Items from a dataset
┄┄┄┄┄┄
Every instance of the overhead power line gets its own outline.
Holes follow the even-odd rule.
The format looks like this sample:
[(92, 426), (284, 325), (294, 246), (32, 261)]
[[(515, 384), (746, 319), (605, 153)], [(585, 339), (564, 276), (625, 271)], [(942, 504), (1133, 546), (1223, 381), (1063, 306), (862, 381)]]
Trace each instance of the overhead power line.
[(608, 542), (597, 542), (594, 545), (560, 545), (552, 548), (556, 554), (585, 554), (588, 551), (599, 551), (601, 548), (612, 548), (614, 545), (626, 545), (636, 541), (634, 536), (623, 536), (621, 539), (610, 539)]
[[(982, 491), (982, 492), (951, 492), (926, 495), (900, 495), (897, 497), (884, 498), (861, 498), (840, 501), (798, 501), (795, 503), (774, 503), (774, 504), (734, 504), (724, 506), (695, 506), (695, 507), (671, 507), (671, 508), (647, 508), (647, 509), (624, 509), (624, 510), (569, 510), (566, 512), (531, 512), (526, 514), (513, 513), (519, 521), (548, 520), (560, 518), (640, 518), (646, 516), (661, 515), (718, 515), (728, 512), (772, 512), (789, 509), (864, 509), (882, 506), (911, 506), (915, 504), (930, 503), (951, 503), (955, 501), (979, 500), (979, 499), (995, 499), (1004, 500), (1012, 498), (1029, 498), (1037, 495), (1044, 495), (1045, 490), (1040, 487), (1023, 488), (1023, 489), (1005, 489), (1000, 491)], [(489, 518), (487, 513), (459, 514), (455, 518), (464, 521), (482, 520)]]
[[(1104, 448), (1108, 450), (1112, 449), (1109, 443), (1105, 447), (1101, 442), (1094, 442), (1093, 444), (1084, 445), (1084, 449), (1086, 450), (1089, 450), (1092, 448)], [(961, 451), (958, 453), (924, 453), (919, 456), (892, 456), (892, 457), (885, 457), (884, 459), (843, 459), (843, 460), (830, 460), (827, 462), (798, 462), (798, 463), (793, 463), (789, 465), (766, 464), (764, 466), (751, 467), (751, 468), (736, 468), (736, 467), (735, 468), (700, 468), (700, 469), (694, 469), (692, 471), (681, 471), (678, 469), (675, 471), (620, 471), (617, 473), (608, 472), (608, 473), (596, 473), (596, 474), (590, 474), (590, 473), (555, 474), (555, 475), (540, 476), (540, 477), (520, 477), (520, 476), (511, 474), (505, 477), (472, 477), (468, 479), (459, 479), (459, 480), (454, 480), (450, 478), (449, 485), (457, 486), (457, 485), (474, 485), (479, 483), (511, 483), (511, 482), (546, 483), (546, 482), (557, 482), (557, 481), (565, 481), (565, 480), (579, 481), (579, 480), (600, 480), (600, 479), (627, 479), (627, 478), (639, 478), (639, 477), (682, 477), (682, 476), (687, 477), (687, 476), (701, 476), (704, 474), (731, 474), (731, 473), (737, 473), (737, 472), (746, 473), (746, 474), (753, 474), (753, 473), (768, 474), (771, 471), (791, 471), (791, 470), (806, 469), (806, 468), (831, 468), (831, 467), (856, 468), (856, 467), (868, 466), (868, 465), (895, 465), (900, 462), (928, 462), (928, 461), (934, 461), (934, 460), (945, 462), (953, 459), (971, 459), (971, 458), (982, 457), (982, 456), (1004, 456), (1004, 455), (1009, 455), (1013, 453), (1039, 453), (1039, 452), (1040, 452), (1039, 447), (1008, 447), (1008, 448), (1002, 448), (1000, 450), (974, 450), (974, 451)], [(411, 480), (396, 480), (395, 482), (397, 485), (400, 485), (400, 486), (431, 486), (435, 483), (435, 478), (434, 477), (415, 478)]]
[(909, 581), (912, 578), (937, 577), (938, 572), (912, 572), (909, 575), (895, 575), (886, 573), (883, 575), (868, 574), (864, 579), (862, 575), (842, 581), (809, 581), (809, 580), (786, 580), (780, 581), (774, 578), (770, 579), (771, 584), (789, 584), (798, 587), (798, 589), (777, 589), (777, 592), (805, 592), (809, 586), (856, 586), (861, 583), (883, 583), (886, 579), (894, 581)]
┄┄┄┄┄┄
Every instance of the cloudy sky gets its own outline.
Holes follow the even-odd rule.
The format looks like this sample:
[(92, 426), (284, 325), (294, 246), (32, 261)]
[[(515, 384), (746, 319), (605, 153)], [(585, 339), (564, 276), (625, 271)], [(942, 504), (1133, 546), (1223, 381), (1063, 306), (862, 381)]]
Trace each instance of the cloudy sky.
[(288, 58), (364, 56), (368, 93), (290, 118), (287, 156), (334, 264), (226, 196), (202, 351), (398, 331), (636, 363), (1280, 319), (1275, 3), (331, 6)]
┄┄┄┄┄┄
> [TASK BRIEF]: The lines needed are those in the data above that hold the string "Every"; copy each of them.

> [SOLUTION TO THIS EXERCISE]:
Every instance of the overhead power line gets its own outline.
Every instance of the cloudy sky gets its own outline.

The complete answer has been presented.